(Data entries)
[BEGIN]

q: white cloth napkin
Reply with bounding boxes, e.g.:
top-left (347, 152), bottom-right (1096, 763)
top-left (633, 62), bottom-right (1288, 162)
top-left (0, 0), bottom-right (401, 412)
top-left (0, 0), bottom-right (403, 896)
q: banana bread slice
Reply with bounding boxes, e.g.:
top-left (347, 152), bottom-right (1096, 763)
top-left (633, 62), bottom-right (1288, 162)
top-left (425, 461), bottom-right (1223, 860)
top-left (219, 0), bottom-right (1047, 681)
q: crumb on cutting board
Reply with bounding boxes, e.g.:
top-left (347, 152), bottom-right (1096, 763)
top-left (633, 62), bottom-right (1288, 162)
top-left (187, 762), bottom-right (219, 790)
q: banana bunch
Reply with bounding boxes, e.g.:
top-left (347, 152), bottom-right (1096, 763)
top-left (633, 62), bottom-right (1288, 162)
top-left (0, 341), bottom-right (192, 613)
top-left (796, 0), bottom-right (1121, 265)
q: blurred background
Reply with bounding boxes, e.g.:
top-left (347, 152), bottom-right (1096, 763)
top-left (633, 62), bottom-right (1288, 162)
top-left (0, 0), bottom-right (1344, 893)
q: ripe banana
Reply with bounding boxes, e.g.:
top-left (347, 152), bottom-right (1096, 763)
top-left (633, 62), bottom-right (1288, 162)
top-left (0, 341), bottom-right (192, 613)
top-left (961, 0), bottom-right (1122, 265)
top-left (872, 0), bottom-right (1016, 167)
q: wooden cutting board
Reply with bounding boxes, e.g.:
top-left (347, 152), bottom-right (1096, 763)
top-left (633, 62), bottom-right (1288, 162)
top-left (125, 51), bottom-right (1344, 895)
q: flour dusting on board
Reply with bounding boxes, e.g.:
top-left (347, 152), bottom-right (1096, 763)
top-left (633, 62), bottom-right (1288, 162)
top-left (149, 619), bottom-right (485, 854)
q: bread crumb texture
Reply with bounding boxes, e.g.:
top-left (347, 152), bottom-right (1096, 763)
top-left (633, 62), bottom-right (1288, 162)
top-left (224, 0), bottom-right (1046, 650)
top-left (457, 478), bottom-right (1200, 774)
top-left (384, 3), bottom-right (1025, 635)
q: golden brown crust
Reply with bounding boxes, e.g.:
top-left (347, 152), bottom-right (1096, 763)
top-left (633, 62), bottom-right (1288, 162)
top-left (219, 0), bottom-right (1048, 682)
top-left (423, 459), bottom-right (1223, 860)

[END]

* _WHAT IS BEING ASKED_
Convert the lines above into a two-column CSV with the header request,answer, giving one row per request. Put each request's text and its answer in a single quoted field, and replace any line breaks with spaces.

* _THE SOLUTION_
request,answer
"q: white cloth napkin Reply with bounding boxes, e.g.: top-left (347, 152), bottom-right (1096, 763) top-left (633, 62), bottom-right (1288, 162)","top-left (0, 0), bottom-right (401, 412) top-left (0, 0), bottom-right (403, 896)"
"q: banana bread slice Reply with bounding boxes, e.g.: top-left (347, 152), bottom-right (1096, 763) top-left (633, 62), bottom-right (1288, 162)","top-left (425, 461), bottom-right (1223, 860) top-left (219, 0), bottom-right (1047, 681)"
"q: crumb on cutting board Reply with bounding boxes, e.g.: top-left (347, 152), bottom-right (1096, 763) top-left (633, 62), bottom-right (1288, 162)","top-left (187, 762), bottom-right (219, 790)"
"q: banana bunch Reply with bounding boxes, e.g.: top-left (347, 152), bottom-right (1096, 763) top-left (633, 62), bottom-right (1288, 162)","top-left (0, 341), bottom-right (192, 613) top-left (796, 0), bottom-right (1121, 265)"
"q: blurred background Reply with bounding boxes, e.g.: top-left (347, 152), bottom-right (1096, 763) top-left (633, 62), bottom-right (1288, 162)","top-left (0, 0), bottom-right (1344, 893)"
"q: ripe banana Reply with bounding boxes, e.g.: top-left (347, 152), bottom-right (1096, 763) top-left (633, 62), bottom-right (1288, 162)","top-left (0, 341), bottom-right (192, 613) top-left (961, 0), bottom-right (1122, 265) top-left (872, 0), bottom-right (1016, 167)"
"q: wooden cutting board Reply with bounding boxes, e.g.: top-left (347, 152), bottom-right (1096, 763) top-left (633, 62), bottom-right (1288, 162)","top-left (125, 51), bottom-right (1344, 895)"
"q: flour dusting on board Reply with bounding boxes, e.g.: top-left (347, 152), bottom-right (1096, 763) top-left (633, 62), bottom-right (1288, 162)","top-left (149, 619), bottom-right (485, 854)"
"q: bread crumb texture Reply with bounding boxes, e.g.: top-left (347, 152), bottom-right (1096, 763) top-left (633, 62), bottom-right (1288, 162)","top-left (224, 0), bottom-right (1046, 650) top-left (457, 478), bottom-right (1200, 774) top-left (384, 3), bottom-right (1025, 635)"
"q: golden brown crust Reply with bounding boxes, e.g.: top-left (347, 152), bottom-right (1096, 763) top-left (633, 62), bottom-right (1288, 162)","top-left (219, 0), bottom-right (1048, 682) top-left (423, 459), bottom-right (1223, 860)"